== GIVEN TASK ==
What issue type is listed on the commit page below?

Start of TEXT EXTRACT

Add Yolo anchor parser and test 20/281120/3
authorKwanghoon Son <k.son@samsung.com>
Tue, 13 Sep 2022 02:03:32 +0000 (22:03 -0400)
committerKwanghoon Son <k.son@samsung.com>
Tue, 13 Sep 2022 08:13:42 +0000 (04:13 -0400)
[Issue type] New feature

commit from https://review.tizen.org/gerrit/c/platform/core/api/mediavision/+/272777

Change-Id: I3652cd0adb4a0c1b34d8b3b6ba5ff9c61838ae1e
Signed-off-by: Kwanghoon Son <k.son@samsung.com>
mv_machine_learning/inference/include/DecodeInfo.h
mv_machine_learning/inference/src/DecodeInfo.cpp
test/testsuites/machine_learning/inference/test_object_detection.cpp

index 83c53db..3a5fef8 100644 (file)
@@ -35,7 +35,7 @@ namespace box
 {
 struct AnchorParam
 {
-       int mode; /**< 0: generate anchor, 1:load pre-anchor*/
+       int mode;
        int numLayers;
        float minScale;
        float maxScale;
@@ -53,6 +53,14 @@ struct AnchorParam
        float yScale;
        float wScale;
        float hScale;
+
+       // Yolo
+       int offsetAnchors;
+       inference_score_type_e type;
+       std::map<std::string, inference_score_type_e> supportedCellType;
+       std::vector<std::vector<double> > vxScales;
+       std::vector<std::vector<double> > vyScales;
+       int numAnchorsPerCell;
 };
 
 struct CellParam
index fd5ed84..e49245a 100644 (file)
@@ -15,6 +15,7 @@
  */
 
 #include <DecodeInfo.h>
+#include <Utils.h>
 
 using namespace mediavision::inference;
 using namespace mediavision::inference::box;
@@ -45,25 +46,75 @@ int DecodeInfo::ParseAnchorParam(JsonObject *root)

End of TEXT EXTRACT
Start of MATERIAL PROVIDED

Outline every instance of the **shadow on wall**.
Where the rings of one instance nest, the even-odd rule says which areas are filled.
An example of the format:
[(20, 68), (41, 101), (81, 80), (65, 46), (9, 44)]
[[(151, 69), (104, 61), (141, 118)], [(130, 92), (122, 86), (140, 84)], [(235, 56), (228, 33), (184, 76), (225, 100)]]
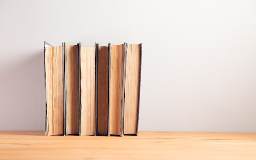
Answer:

End of MATERIAL PROVIDED

== WRITTEN RESPONSE ==
New feature